**WHAT YOU HAVE TO DO:** Filter the lines below, copying only those with the string "truck".

:: RAW DATA ::

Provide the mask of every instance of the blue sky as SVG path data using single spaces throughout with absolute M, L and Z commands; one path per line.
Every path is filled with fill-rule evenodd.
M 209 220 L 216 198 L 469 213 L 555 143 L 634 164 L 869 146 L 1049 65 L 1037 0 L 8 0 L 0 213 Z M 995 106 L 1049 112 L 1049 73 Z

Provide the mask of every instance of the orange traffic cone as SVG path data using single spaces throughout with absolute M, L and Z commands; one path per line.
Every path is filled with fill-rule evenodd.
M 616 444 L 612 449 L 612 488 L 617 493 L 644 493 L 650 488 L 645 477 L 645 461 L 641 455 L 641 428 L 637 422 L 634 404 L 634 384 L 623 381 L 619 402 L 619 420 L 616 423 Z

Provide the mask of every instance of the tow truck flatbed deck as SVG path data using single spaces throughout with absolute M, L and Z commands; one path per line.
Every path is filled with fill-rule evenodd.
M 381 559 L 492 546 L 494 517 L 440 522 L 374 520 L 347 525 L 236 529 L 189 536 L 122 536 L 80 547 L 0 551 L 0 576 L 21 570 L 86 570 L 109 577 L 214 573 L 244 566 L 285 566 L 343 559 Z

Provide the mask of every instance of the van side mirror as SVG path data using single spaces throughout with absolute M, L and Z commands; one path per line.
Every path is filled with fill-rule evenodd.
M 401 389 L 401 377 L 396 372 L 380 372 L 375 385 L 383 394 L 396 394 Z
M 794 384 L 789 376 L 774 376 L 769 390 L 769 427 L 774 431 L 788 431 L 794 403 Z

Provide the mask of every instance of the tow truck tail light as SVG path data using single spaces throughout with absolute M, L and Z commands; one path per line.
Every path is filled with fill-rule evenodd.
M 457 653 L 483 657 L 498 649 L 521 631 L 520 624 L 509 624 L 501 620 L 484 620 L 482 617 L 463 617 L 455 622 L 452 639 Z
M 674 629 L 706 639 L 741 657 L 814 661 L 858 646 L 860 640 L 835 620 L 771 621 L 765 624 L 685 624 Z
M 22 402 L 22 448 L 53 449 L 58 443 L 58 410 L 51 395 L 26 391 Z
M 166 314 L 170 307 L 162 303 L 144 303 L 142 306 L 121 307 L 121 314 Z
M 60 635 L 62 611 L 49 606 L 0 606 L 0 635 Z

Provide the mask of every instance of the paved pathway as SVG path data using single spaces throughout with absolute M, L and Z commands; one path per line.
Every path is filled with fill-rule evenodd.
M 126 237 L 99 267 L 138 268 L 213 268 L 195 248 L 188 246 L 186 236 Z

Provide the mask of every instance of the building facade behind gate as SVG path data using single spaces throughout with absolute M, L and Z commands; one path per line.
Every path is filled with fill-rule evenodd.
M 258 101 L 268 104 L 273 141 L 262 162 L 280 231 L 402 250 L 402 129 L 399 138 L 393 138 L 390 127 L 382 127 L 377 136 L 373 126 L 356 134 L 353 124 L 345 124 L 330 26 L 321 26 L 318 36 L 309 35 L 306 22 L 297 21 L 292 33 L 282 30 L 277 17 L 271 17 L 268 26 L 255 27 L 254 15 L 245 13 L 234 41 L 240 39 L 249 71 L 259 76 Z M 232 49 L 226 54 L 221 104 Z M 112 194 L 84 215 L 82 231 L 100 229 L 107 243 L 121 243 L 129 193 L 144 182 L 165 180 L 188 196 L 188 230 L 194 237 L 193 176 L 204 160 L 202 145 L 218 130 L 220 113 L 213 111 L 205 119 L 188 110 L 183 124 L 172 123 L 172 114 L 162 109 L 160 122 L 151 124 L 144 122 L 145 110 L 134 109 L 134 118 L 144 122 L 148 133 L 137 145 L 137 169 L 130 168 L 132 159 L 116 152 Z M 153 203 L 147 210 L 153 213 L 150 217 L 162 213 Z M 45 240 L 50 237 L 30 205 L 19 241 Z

:::

**TASK OUTPUT:**
Provide the mask of every instance of the tow truck flatbed deck as SVG path data using single spaces throughout with absolute M, L and Z commands; one path per line.
Provide the mask of every instance of the tow truck tail light as SVG path data using single spaces throughout with absolute M, L and Z commands; one path per line.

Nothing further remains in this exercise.